— Start Passage given —

On Thu, Nov 25, 2004 at 08:57:26PM +0100, Josef Wolf wrote:
> On Thu, Nov 25, 2004 at 07:51:26PM +0100, Johannes Stezenbach wrote:
> 
> > > The API-documentation says that reading from /dev/dvb/adapterX/dvrY is to
> > Where exactly do the docs say that? Because if they are wrong and
> > must be corrected.
> 
> That would be good news to me.  Seems that I am just mis-reading it.
> I refer to http://www.linuxtv.org/download/dvb/linux-dvb-api-1.0.0.pdf,
> section 3.2.3, where the read() call to the dvr device is described:
> 
>   When returning section data the driver always tries to return a
>   complete single section (even though buf would provide buffer space
>            ^^^^^^
>   for more data).

— End Passage given —
— Start Entries supplied —

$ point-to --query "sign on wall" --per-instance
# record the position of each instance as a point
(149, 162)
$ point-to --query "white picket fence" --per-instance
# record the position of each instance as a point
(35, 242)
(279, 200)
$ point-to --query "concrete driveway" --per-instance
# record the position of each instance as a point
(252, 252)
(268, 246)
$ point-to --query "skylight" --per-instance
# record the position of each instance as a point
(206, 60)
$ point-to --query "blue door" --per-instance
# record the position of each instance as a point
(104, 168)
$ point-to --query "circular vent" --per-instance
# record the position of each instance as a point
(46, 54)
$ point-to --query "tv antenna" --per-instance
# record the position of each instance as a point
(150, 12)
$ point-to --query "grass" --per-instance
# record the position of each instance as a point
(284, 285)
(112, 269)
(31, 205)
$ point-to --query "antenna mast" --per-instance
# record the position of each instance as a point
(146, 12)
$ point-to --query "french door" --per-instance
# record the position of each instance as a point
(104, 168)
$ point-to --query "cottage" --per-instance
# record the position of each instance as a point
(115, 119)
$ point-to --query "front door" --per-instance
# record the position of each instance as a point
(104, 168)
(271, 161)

— End Entries supplied —

*Exercise tasks:*
- a) List every filesystem path, web address, and document section number cited in the mailing-list excerpt.
- b) Select each line of the records that contains the string "query". Case counts.

*Results in order:*
- a)
- /dev/dvb/adapterX/dvrY
- http://www.linuxtv.org/download/dvb/linux-dvb-api-1.0.0.pdf
- section 3.2.3

- b)
$ point-to --query "sign on wall" --per-instance
$ point-to --query "white picket fence" --per-instance
$ point-to --query "concrete driveway" --per-instance
$ point-to --query "skylight" --per-instance
$ point-to --query "blue door" --per-instance
$ point-to --query "circular vent" --per-instance
$ point-to --query "tv antenna" --per-instance
$ point-to --query "grass" --per-instance
$ point-to --query "antenna mast" --per-instance
$ point-to --query "french door" --per-instance
$ point-to --query "cottage" --per-instance
$ point-to --query "front door" --per-instance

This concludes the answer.